SOURCE DOCUMENT:
# # # #

# Merge tables



## Bilingual (Feb 23, 2012)

Hi, i have a very simple question, how do you merge two Excel 2010 tables in separate files with each other? - is there a simple way to do so?

I have tried with UNION ALL SELECT *  but i wont connect to the second file even though the path is correct.

They have  two variables in common, Month and year.


----------



## dhExcel (Feb 23, 2012)

The beauty of PowerPivot is that you do not have to merge tables. You just connect to both of them. If your goal really is to merge tables, however , your question then would not be appropriate for this section.


----------



## Bilingual (Feb 23, 2012)

dhExcel said:


> The beauty of PowerPivot is that you do not have to merge tables. You just connect to both of them. If your goal really is to merge tables, however , your question then would not be appropriate for this section.


<

I am sorry, i am not native english speaking so i might not express myself clearly. 

I have tried to read how to create a common pivot table from total data from both tables, but each time i try to connect the two files, instead of the common variables i pivot, i get two set of variables for each dataset.


----------



## MD610 (Feb 23, 2012)

If I am understanding correctly, month and year are the 2 common fields between the tables.  I am also assuming that each table has separate fields called month and year.

You can try using =concatenate to create a new column in each table (in the PowerPivot window) and then use this newly created column in each table for your relationship.

For a PowerPivot relationship, one of the tables must contain unique values in the join field, so if this is not the case after you create a new MonthYear field in each table, you could try creating a 3rd table that simply lists unique MonthYears.  Then relate both your original tables to this new 3rd table of unique MonthYears.


----------



## Bilingual (Feb 24, 2012)

Hi again! 
I am quite experienced in Excel and Pivot tables, but using Power pivot is for me another planet!
My big hurdle is that i do not know where to start when i want to connect to tables and create a common pivot table.
Lets go back to basic and say that i :

1. Have a single Excel file with two sheets

2. This Excel file has month-year in common in a table and i want to jo these so i can create a common pivot.

Where do i start?


----------



## MD610 (Feb 24, 2012)

There are many good resources on the web as well as various books that can give the the basics of PowerPivot in detail.

In general, you need to make sure you have the free PowerPivot add-in installed and activated. You should see a PowerPivot menu in the ribbon.

Then click on a cell in your first table, go to the PowerPivot menu and select Create Linked Table under Excel Data. This imports the worksheet into PowerPivot and should automatically open the PowerPivot window which is separate from your excel worksheets. Repeat the same process for your second worksheet.

Once both are loaded to PowerPivot, in the PowerPivot window, go to the Design menu in the ribbon. Select Create Relationship and follow the steps to join the tables. It sounds like you will have to follow the steps in my previous post and either concatenate your month and year fields (directly in the PowerPivot window by going to the last column of your tables and adding a new field) or create a third unique table of dates (in excel and then import to PowerPivot like you did with your original tables) so that you have at least one table with a unique join key.


----------



## Bilingual (Feb 27, 2012)

Thanks i try that, i have also ordered a book which can guide me through powerpivot.


----------

# # # #

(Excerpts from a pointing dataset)
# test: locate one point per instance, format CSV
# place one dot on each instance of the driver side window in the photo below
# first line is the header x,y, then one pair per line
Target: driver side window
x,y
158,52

# # # #

REQUIREMENT 1: In the forum thread, which menu in the PowerPivot window holds the Create Relationship option?
REQUIREMENT 2: Filter the entries down to every line containing the string "instance".

TASK RESULT 1: The Design menu in the ribbon.

TASK RESULT 2:
# test: locate one point per instance, format CSV
# place one dot on each instance of the driver side window in the photo below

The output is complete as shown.